3.3.3. FunctionalProperty
If a property, P, is tagged as functional then for all x, y, and z:
P(x,y) and P(x,z) implies y = z
In our wine ontology, hasVintageYear is functional. A wine has a unique vintage year. That is, a given individual Vintage can only be associated with a single year using the hasVintageYear property. It is not a requirement of a owl:FunctionalProperty that all elements of the domain have values. See the discussion of Vintage cardinality.
<owl:Class rdf:ID="VintageYear" />
<owl:ObjectProperty rdf:ID="hasVintageYear">
<rdf:type rdf:resource="&owl;FunctionalProperty" />
<rdfs:domain rdf:resource="#Vintage" />
<rdfs:range rdf:resource="#VintageYear" />
</owl:ObjectProperty>
3.3.4. inverseOf
If a property, P1, is tagged as the owl:inverseOf P2, then for all x and y:
P1(x,y) iff P2(y,x)
Note that the syntax for owl:inverseOf takes a property name as an argument. A iff B means (A implies B) and (B implies A).

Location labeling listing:
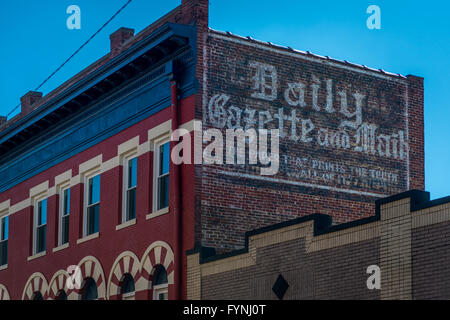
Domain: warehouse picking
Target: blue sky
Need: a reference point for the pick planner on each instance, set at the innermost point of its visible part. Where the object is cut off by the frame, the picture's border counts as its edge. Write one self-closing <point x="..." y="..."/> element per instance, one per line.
<point x="414" y="39"/>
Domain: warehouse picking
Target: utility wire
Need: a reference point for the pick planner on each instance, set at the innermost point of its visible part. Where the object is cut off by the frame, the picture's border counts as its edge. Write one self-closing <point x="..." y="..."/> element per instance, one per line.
<point x="78" y="50"/>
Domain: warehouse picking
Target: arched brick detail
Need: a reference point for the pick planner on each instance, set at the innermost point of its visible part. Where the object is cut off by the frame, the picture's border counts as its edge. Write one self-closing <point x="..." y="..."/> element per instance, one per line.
<point x="158" y="253"/>
<point x="91" y="267"/>
<point x="4" y="294"/>
<point x="36" y="282"/>
<point x="57" y="283"/>
<point x="126" y="262"/>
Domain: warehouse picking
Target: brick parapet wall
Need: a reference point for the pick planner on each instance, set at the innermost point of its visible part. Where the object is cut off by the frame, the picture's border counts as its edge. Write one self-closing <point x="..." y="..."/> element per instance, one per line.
<point x="408" y="240"/>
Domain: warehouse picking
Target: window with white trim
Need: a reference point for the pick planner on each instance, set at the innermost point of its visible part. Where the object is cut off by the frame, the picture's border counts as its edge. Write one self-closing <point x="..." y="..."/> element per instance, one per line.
<point x="127" y="287"/>
<point x="92" y="205"/>
<point x="4" y="235"/>
<point x="40" y="226"/>
<point x="161" y="174"/>
<point x="130" y="185"/>
<point x="64" y="211"/>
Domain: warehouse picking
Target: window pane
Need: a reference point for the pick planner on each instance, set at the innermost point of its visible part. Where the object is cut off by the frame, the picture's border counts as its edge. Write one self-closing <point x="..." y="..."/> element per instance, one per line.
<point x="93" y="219"/>
<point x="160" y="276"/>
<point x="94" y="190"/>
<point x="4" y="229"/>
<point x="66" y="203"/>
<point x="61" y="295"/>
<point x="163" y="192"/>
<point x="42" y="212"/>
<point x="163" y="296"/>
<point x="164" y="159"/>
<point x="90" y="290"/>
<point x="131" y="204"/>
<point x="41" y="234"/>
<point x="132" y="173"/>
<point x="127" y="284"/>
<point x="3" y="252"/>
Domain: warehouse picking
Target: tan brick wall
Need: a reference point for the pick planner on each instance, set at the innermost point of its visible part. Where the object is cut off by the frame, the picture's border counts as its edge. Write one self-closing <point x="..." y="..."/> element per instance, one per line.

GOAL: Please pick up the OWL properties text after its last sentence and carry it forward. The listing has no connection to the OWL properties text.

SOLVED PROBLEM:
<owl:ObjectProperty rdf:ID="hasMaker">
<rdf:type rdf:resource="&owl;FunctionalProperty" />
</owl:ObjectProperty>
<owl:ObjectProperty rdf:ID="producesWine">
<owl:inverseOf rdf:resource="#hasMaker" />
</owl:ObjectProperty>
Wines have makers, which in the definition of Wine are restricted to Winerys. Then each Winery produces the set of wines that identify it as maker.
3.3.5. InverseFunctionalProperty
If a property, P, is tagged as InverseFunctional then for all x, y and z:
P(y,x) and P(z,x) implies y = z
Notice that producesWine in the preceding section is inverse functional. The reason is that the inverse of a functional property must be inverse functional. We could have defined hasMaker and producesWine as follows and achieved the identical effect as the preceding example.
<owl:ObjectProperty rdf:ID="hasMaker" />
<owl:ObjectProperty rdf:ID="producesWine">
<rdf:type rdf:resource="&owl;InverseFunctionalProperty" />
<owl:inverseOf rdf:resource="#hasMaker" />
</owl:ObjectProperty> ?
Think of the elements of the range in an inverse functional property as defining a unique key in the database sense. owl:InverseFunctional implies that the elements of the range provide a unique identifier for each element of the domain.
In OWL Full, we can tag a DatatypeProperty as inverseFunctional. This permits us to identify a string as a unique key. In OWL DL literals are disjoint from owl:Thing, which is why OWL DL does not permit InverseFunctional to be applied to DatatypeProperty.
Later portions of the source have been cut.